[Labeled-object pointing entries]
━━━━

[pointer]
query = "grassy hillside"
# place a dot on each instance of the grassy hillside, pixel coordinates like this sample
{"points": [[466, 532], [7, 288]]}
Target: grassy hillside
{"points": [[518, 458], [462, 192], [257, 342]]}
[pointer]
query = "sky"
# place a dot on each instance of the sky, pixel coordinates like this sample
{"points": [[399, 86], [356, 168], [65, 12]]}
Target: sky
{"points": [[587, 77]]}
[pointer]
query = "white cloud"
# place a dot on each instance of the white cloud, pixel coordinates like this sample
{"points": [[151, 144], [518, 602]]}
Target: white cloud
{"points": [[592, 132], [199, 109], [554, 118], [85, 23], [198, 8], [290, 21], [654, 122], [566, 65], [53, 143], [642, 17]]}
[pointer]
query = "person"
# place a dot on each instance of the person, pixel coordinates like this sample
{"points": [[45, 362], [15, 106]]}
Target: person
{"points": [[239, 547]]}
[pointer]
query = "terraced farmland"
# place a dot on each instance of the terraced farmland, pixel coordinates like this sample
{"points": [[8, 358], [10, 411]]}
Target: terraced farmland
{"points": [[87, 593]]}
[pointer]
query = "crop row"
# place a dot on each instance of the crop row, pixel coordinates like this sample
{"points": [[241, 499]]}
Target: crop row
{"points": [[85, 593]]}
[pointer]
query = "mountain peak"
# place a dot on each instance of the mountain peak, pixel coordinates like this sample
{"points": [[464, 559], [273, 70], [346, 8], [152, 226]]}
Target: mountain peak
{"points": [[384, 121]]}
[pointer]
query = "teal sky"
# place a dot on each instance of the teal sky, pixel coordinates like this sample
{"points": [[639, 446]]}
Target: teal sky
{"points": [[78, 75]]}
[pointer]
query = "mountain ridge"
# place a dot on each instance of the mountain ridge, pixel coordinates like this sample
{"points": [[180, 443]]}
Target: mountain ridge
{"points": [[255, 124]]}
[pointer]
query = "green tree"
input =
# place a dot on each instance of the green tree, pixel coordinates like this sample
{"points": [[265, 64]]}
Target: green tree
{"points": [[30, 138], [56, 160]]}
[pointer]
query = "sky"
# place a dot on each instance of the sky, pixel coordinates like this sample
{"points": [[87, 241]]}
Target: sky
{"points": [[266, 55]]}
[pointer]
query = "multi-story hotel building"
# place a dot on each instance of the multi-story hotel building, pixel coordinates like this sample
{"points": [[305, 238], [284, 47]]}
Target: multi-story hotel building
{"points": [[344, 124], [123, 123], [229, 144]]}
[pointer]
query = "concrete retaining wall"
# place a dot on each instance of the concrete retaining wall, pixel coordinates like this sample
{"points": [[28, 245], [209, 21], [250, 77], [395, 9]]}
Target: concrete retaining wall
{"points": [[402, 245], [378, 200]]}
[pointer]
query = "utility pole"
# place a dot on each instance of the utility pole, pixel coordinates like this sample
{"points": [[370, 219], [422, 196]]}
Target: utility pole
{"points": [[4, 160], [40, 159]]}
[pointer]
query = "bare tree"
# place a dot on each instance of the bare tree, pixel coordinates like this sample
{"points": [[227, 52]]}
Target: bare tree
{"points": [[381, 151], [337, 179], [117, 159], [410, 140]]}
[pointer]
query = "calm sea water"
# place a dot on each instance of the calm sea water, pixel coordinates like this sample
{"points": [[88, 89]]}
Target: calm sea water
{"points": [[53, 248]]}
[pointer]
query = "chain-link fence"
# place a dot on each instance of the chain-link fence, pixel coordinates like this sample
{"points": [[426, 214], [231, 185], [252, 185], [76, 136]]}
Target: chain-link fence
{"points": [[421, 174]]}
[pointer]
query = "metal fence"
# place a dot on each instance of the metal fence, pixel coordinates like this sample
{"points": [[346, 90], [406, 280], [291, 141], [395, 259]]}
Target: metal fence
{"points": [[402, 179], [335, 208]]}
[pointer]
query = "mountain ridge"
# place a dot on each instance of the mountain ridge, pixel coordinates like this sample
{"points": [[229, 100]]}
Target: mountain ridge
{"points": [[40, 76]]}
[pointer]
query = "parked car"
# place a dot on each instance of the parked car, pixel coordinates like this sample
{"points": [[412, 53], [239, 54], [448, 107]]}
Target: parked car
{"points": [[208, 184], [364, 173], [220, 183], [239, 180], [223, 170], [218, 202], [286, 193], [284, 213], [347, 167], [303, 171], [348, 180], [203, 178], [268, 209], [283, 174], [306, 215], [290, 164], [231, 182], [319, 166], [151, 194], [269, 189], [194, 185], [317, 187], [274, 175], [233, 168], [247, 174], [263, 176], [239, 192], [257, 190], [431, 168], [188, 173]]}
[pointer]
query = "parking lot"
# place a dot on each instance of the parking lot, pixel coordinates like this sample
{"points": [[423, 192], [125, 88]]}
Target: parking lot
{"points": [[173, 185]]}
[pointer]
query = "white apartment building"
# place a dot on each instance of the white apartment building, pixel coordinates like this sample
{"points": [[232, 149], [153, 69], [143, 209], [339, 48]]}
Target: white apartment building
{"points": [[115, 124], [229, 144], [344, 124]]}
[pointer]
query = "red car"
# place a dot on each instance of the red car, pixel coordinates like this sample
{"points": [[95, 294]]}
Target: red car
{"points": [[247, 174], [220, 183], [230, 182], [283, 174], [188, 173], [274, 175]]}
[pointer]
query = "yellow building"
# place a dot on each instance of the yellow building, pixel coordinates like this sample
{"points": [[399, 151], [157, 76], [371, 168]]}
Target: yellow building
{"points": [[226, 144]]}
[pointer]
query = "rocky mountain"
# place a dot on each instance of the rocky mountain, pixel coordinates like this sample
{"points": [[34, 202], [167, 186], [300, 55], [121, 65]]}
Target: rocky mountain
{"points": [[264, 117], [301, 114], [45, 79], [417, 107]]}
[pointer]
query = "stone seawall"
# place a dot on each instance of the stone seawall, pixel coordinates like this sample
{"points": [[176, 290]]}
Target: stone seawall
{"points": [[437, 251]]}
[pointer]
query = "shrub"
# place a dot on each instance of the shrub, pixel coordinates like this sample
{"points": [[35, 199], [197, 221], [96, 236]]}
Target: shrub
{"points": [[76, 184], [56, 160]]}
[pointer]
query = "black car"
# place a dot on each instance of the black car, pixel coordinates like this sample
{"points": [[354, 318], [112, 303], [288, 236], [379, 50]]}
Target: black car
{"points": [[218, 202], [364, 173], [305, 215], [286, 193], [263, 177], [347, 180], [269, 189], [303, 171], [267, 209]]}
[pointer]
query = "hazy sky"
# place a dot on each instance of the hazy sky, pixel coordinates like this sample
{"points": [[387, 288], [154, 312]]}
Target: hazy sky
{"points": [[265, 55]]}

━━━━

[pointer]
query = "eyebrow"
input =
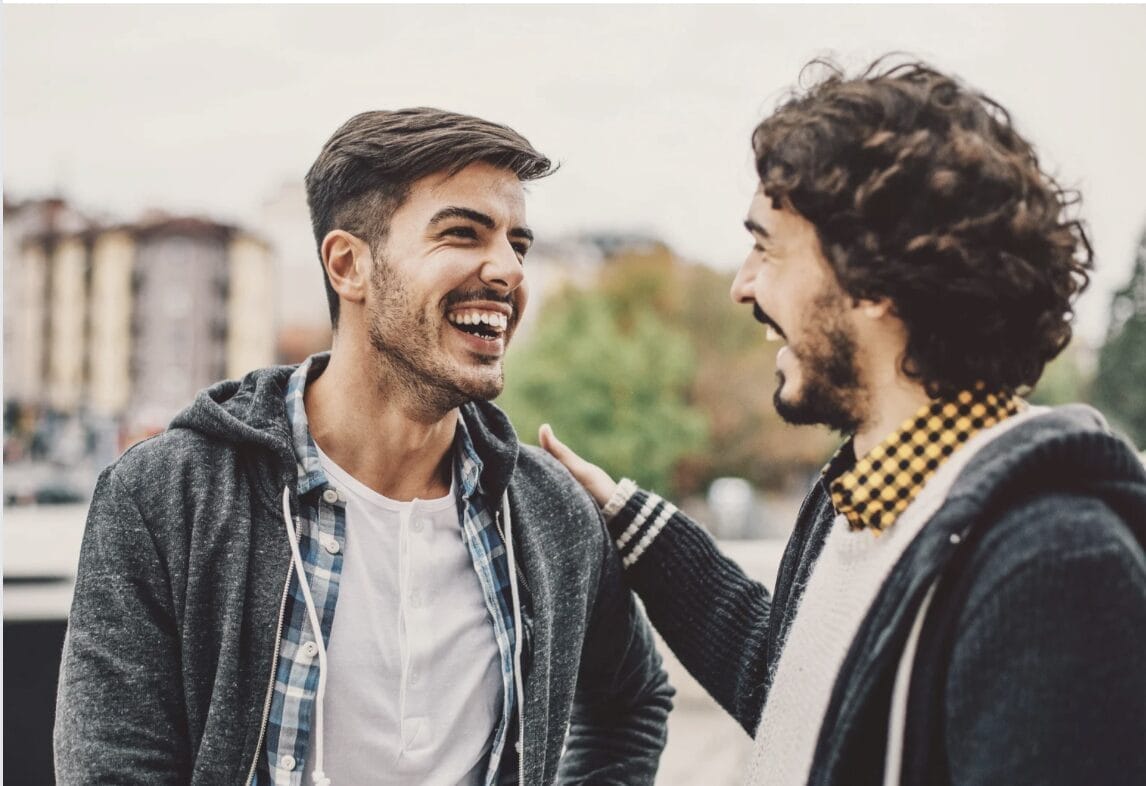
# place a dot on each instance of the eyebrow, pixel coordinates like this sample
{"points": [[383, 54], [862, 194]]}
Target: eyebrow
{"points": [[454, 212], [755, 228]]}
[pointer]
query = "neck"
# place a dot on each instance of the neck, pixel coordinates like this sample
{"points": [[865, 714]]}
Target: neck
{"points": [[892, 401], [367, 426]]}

━━━━

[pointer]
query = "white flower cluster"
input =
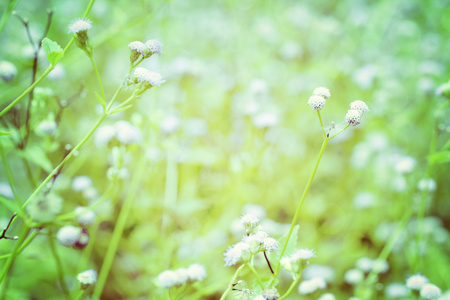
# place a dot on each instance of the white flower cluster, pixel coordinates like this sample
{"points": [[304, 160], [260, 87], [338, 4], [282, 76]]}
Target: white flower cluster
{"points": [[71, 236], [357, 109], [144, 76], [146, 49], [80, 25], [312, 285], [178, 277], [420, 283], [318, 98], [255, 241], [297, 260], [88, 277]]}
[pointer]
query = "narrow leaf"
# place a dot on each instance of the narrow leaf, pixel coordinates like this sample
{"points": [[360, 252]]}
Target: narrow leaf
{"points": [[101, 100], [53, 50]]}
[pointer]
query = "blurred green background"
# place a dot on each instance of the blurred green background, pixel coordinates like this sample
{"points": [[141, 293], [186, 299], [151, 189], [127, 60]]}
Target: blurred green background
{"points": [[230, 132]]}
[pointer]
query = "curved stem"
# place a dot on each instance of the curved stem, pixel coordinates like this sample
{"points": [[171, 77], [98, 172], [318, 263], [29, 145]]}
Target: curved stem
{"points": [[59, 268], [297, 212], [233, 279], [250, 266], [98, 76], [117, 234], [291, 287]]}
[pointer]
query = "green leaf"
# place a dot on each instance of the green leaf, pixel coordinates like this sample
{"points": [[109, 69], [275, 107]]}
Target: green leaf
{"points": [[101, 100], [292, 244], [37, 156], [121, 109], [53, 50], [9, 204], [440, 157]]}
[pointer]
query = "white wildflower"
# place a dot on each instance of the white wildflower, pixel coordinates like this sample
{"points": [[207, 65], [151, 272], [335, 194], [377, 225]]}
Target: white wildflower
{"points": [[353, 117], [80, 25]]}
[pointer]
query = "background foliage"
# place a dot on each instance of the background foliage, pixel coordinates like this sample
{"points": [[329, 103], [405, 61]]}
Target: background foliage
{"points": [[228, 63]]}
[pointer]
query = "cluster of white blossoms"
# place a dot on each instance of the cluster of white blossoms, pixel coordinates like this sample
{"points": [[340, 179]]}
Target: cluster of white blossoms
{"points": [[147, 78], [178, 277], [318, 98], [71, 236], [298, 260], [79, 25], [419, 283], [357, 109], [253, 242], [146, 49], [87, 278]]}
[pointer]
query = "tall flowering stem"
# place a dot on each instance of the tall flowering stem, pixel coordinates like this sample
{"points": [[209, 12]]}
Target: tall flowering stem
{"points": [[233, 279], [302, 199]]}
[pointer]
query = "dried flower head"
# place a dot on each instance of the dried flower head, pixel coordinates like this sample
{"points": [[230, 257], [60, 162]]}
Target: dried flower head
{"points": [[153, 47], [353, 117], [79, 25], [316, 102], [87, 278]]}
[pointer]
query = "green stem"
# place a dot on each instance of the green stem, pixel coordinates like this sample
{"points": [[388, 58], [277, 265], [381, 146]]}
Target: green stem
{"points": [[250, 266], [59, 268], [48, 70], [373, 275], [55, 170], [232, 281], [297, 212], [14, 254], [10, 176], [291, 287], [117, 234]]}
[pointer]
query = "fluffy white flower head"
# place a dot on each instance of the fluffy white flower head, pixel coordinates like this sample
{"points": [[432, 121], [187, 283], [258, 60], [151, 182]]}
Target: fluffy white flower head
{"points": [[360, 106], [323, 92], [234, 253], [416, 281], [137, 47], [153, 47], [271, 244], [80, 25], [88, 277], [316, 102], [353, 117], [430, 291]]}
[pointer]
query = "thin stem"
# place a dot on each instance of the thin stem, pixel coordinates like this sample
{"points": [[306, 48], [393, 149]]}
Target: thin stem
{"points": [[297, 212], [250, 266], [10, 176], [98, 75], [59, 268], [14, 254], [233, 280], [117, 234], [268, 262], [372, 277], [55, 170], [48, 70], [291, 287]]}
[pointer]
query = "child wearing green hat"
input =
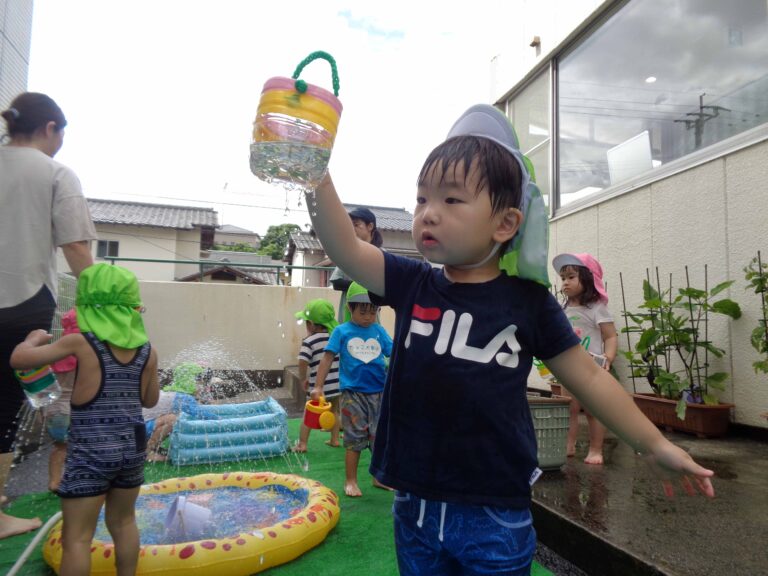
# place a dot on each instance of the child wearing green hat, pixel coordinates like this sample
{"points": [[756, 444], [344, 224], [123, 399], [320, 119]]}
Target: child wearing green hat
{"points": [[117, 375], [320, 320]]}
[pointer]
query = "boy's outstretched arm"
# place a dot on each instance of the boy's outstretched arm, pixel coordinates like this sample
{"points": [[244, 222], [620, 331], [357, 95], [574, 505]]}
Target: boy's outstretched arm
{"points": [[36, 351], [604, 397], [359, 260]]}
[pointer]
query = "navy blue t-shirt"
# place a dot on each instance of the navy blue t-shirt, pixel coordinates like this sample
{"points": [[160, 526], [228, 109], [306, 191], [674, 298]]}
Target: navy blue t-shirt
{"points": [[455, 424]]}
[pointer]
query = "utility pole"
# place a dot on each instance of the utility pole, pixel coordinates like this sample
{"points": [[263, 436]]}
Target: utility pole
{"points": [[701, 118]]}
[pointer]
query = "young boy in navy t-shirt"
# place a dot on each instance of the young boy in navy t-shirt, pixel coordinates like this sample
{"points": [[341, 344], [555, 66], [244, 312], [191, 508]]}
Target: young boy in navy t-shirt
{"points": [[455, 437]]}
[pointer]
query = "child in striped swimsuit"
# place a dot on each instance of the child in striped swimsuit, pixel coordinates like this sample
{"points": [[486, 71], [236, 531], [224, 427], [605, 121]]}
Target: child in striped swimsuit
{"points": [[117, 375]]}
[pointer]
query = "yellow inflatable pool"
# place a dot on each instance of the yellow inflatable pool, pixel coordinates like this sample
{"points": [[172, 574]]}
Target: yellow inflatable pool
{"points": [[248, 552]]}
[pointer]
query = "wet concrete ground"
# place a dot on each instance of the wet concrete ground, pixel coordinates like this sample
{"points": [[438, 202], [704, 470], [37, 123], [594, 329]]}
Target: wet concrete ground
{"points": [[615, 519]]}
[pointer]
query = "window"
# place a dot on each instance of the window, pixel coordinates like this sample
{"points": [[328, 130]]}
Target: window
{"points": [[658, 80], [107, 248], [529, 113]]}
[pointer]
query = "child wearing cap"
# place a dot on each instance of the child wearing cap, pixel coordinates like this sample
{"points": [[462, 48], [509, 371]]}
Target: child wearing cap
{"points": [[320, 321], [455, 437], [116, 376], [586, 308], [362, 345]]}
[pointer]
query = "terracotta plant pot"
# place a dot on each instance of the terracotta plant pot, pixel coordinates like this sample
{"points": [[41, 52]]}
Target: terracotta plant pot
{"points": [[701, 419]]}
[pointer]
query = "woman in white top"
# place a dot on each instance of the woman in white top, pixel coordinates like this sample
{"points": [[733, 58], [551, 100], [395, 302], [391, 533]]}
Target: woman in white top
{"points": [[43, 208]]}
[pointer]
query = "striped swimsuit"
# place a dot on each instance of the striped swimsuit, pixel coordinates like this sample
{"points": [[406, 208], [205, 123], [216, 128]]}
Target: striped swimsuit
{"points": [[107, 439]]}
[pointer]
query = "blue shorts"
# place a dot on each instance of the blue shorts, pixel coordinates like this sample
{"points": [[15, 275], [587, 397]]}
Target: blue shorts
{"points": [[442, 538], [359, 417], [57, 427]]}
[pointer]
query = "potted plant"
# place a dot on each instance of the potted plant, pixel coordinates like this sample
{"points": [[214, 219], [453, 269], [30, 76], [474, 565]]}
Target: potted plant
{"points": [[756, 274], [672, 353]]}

━━━━

Count the lines of the records that contain the word "black" and reply with only that number.

> Solution to the exercise:
3